- [Task prompt]: Format the data below as a Markdown table with two columns, Row and Line, giving each line its own numbered row and skipping blank lines.

- [Provided data]:

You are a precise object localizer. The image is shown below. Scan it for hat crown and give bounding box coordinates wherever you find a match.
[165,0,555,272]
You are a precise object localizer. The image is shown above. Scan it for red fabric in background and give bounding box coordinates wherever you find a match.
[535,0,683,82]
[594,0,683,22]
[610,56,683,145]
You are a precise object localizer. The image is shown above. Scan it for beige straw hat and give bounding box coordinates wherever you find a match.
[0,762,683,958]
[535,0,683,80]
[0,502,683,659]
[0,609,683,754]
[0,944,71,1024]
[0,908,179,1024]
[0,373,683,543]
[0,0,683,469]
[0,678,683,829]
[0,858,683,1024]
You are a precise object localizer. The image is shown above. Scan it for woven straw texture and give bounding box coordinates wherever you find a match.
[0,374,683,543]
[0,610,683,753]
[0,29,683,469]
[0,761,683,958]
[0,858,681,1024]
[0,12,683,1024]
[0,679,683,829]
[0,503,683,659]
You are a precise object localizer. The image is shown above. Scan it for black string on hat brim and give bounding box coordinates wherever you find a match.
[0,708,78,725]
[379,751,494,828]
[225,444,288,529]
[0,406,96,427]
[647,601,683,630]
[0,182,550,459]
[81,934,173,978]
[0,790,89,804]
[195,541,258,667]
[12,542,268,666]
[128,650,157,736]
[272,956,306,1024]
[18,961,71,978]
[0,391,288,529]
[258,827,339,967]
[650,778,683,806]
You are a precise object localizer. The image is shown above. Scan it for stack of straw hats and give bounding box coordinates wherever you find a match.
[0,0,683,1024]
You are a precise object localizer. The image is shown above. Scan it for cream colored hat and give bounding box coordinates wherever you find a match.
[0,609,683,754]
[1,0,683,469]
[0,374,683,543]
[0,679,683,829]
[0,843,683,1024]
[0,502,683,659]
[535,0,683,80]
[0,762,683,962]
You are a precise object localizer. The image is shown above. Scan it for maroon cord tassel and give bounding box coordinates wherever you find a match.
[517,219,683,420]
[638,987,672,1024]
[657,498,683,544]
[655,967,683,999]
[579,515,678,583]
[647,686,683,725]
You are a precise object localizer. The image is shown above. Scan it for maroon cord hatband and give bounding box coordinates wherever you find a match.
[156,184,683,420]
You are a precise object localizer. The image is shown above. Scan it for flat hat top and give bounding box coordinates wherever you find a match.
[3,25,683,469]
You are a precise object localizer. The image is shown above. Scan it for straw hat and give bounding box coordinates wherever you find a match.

- [Response to the exercise]:
| Row | Line |
|---|---|
| 1 | You are a precise object localizer. The image is shown below. Scan it for hat crown and give bounding box coordinates wherever you find a match. |
| 2 | [165,0,555,272] |
| 3 | You are a precise object localizer. The image is shown above. Scan it for red fabric in background and give bounding box coordinates wherever you find a match. |
| 4 | [535,0,683,82] |
| 5 | [594,0,683,22] |
| 6 | [610,56,683,145] |
| 7 | You are a precise object localizer. The image is shown above. Scan it for beige straw hat and give bounding box coordinates wherever you find a match. |
| 8 | [0,762,683,958] |
| 9 | [535,0,683,80] |
| 10 | [0,502,683,659] |
| 11 | [0,609,683,754] |
| 12 | [0,944,71,1024] |
| 13 | [0,908,179,1024] |
| 14 | [0,373,683,543] |
| 15 | [0,0,683,469] |
| 16 | [0,678,683,829] |
| 17 | [0,858,683,1024] |
| 18 | You are a precise object localizer. The image is shown above. Scan it for woven straw texture and give bounding box coordinates wherever you find a match. |
| 19 | [0,374,683,543] |
| 20 | [0,610,683,753] |
| 21 | [0,29,683,469] |
| 22 | [0,761,683,958] |
| 23 | [0,858,681,1024] |
| 24 | [0,12,683,1024] |
| 25 | [0,679,683,829] |
| 26 | [0,503,683,659] |
| 27 | You are a precise object localizer. The image is shown above. Scan it for black string on hat brim and give bounding box coordinates wherever you find a match. |
| 28 | [0,708,78,725] |
| 29 | [379,751,494,828] |
| 30 | [225,444,288,529] |
| 31 | [0,406,96,427] |
| 32 | [647,601,683,630] |
| 33 | [0,182,550,459] |
| 34 | [81,934,173,978] |
| 35 | [0,790,89,804] |
| 36 | [195,541,258,667] |
| 37 | [12,542,268,666] |
| 38 | [128,650,157,736] |
| 39 | [272,956,306,1024] |
| 40 | [18,961,71,978] |
| 41 | [0,391,288,529] |
| 42 | [258,827,339,967] |
| 43 | [650,778,683,806] |
| 44 | You are a precise object localizer. The image is shown above. Scan it for stack of straw hats and give bounding box coordinates wherever you find a match. |
| 45 | [0,0,683,1024] |
| 46 | You are a precise object localizer. The image is shown above. Scan it for cream colored hat and give bounding box coordinates wherever you find a match. |
| 47 | [0,609,683,754] |
| 48 | [1,0,683,469] |
| 49 | [0,374,683,543] |
| 50 | [0,679,683,829] |
| 51 | [0,843,683,1024] |
| 52 | [0,502,683,659] |
| 53 | [535,0,683,80] |
| 54 | [0,762,683,962] |
| 55 | You are a precise object localizer. The image is shown above. Scan it for maroon cord tassel and give bounding box coordinates wherever you find a match. |
| 56 | [517,219,683,420] |
| 57 | [638,987,672,1024] |
| 58 | [657,498,683,544] |
| 59 | [655,967,683,999] |
| 60 | [579,515,678,583] |
| 61 | [647,686,683,725] |
| 62 | You are a precise object localizer. The image is shown above. Scan it for maroon cord hatband and give bounding box coordinates wherever you find a match. |
| 63 | [156,184,683,420] |
| 64 | You are a precise object localizer. The image is shown above. Scan it for flat hat top and give bounding box coordinates wherever you find a match. |
| 65 | [3,25,683,469] |
| 66 | You are a precise object localizer. The image is shown above. Scan it for straw hat and give bounding box coordinates wherever you find a match. |